WORK INSTRUCTIONS: Repeat, exactly and in full, the lines of the listing below, but without any pictures.

DATASET RECORDS:
+ + + +
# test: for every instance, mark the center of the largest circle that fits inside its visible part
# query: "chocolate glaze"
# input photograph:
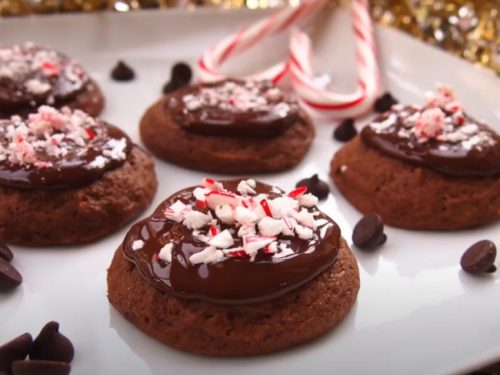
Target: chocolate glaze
(72, 171)
(446, 157)
(214, 119)
(234, 281)
(16, 98)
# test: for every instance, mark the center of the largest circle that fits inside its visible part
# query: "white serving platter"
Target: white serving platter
(417, 312)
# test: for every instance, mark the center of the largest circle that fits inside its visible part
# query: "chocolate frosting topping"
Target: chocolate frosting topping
(235, 108)
(31, 75)
(58, 149)
(438, 136)
(235, 265)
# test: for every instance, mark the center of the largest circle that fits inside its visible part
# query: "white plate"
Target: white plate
(417, 312)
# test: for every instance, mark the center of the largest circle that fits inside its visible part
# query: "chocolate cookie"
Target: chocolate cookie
(31, 76)
(425, 168)
(228, 127)
(235, 269)
(66, 178)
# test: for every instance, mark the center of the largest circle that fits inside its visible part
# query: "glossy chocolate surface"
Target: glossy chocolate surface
(469, 149)
(233, 281)
(234, 108)
(81, 163)
(31, 75)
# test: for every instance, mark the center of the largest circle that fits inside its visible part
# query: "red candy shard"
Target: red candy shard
(266, 208)
(299, 191)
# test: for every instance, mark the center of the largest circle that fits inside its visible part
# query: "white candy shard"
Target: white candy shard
(225, 214)
(165, 253)
(208, 255)
(244, 216)
(246, 187)
(308, 200)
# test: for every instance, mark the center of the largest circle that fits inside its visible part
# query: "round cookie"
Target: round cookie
(221, 316)
(31, 76)
(429, 192)
(84, 195)
(242, 146)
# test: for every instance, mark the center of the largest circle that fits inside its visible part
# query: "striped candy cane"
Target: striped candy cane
(247, 37)
(324, 102)
(299, 65)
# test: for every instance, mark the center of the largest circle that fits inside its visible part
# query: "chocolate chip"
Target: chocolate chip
(181, 76)
(479, 258)
(369, 232)
(38, 367)
(385, 102)
(14, 350)
(9, 276)
(345, 131)
(122, 72)
(52, 345)
(5, 252)
(315, 186)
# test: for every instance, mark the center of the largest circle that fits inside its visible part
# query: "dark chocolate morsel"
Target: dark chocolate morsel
(5, 252)
(315, 186)
(180, 77)
(14, 350)
(345, 131)
(9, 276)
(39, 367)
(52, 345)
(479, 257)
(122, 72)
(369, 232)
(384, 103)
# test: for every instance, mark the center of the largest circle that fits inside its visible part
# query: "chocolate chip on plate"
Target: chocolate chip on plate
(122, 72)
(5, 252)
(40, 367)
(345, 131)
(369, 232)
(52, 345)
(479, 258)
(384, 103)
(315, 186)
(14, 350)
(181, 76)
(9, 276)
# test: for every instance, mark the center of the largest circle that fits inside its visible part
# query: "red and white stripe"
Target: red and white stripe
(331, 104)
(299, 65)
(215, 56)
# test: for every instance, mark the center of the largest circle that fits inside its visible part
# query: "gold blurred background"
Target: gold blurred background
(468, 28)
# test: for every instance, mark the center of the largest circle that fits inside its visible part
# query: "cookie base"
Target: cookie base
(409, 196)
(224, 154)
(78, 215)
(204, 328)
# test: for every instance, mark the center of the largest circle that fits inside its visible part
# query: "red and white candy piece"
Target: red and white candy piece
(320, 101)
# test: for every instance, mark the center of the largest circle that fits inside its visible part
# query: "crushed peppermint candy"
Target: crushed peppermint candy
(236, 97)
(441, 119)
(236, 224)
(35, 71)
(51, 136)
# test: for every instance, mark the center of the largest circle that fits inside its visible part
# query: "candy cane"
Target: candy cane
(328, 103)
(247, 37)
(299, 64)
+ + + +
TASK OUTPUT:
# test: for every instance, mark the center of the largest circle that fits inside its visible part
# query: "chocolate glaze"
# input photograph:
Target: chocolate glaze
(72, 171)
(446, 157)
(214, 119)
(234, 281)
(16, 98)
# test: for every instance, mark the center of the largest circle that fits inside its visible part
# query: "white serving platter"
Target: white serving platter
(417, 312)
# test: for every instance, mark the center of the largest circle that fits inside its visible part
# query: "chocolate frosting topping"
Target: chocolate frosting topping
(235, 108)
(31, 75)
(58, 149)
(438, 136)
(235, 265)
# test: for every instance, mark the center of the largest circle that fits inside its visible part
# query: "white plate"
Target: white plate
(417, 312)
# test: for every instance, mark the center of the largest circle that fits inside its visible part
# query: "chocolate cookie"
Target: chocolate cookie
(31, 76)
(425, 168)
(228, 127)
(235, 269)
(66, 178)
# test: for every instance, mark the center of the largest circle that fits inside its visible part
# query: "glossy chocolate surface"
Target: glossy chocolate surface
(469, 149)
(233, 281)
(234, 108)
(81, 163)
(31, 75)
# test: for every instance, mark the center of the largest circle that fits inside its visible part
# query: "red candy shard"
Target: red candy shard
(266, 208)
(299, 191)
# test: for every instance, mark the center of the largest circle that fits inside its visible part
# query: "white candy shard"
Target: white candy shard
(225, 214)
(165, 253)
(208, 255)
(244, 216)
(246, 187)
(308, 200)
# test: for every instance, mark the center of the largest circle that fits inside its visible part
# query: "round cookie"
Target: round cookie
(221, 316)
(31, 76)
(429, 192)
(84, 195)
(242, 146)
# test: for every instance, mark the center of the largest circle that fits inside its visible part
# query: "striped candy cane"
Target: striped candy cane
(247, 37)
(324, 102)
(299, 65)
# test: for every instance, mark the center of the largest circle that fits inside its visible part
# query: "chocolate chip"
Target: chocolate chip
(181, 76)
(479, 258)
(369, 232)
(38, 367)
(385, 102)
(14, 350)
(9, 276)
(345, 131)
(122, 72)
(52, 345)
(5, 252)
(315, 186)
# test: for every instance, mark the center of the largest circle that fits inside its visible part
# query: "dark chocolate morsel"
Target: dark chocolate morsel
(5, 252)
(315, 186)
(180, 77)
(14, 350)
(345, 131)
(9, 276)
(39, 367)
(52, 345)
(479, 257)
(122, 72)
(369, 232)
(384, 103)
# test: for every instance, mark the center of the largest circle that fits inside its visible part
# query: "chocolate chip on plate"
Target: chocolate chip on plate
(122, 72)
(5, 252)
(40, 367)
(345, 131)
(369, 232)
(52, 345)
(479, 258)
(384, 103)
(315, 186)
(14, 350)
(181, 76)
(9, 276)
# test: for every instance, mark the center of the largest circle that fits inside its visible part
# query: "red and white stripe"
Target: red and white stripe
(331, 104)
(299, 65)
(215, 56)
# test: for every instance, mark the center of the largest circle that fits inside its visible part
# query: "gold blurred background"
Target: gold blurred background
(468, 28)
# test: for every instance, mark the center of the largest circle that fits inside its visible part
# query: "cookie base"
Target: cookie base
(409, 196)
(224, 154)
(78, 215)
(204, 328)
# test: for every instance, mark the center of the largest circle that fits inside its visible part
# query: "red and white candy piece"
Target: red and white candy piece
(320, 101)
# test: for every instance, mark the center of the largest circle that fits inside its visible part
# query: "crushed peppermint candy"
Target: crushed peppermint candy
(236, 97)
(441, 119)
(236, 224)
(35, 71)
(51, 136)
# test: for every instance, mark the center of the largest circle that fits inside its visible part
# query: "candy cane"
Target: candy cane
(328, 103)
(247, 37)
(299, 64)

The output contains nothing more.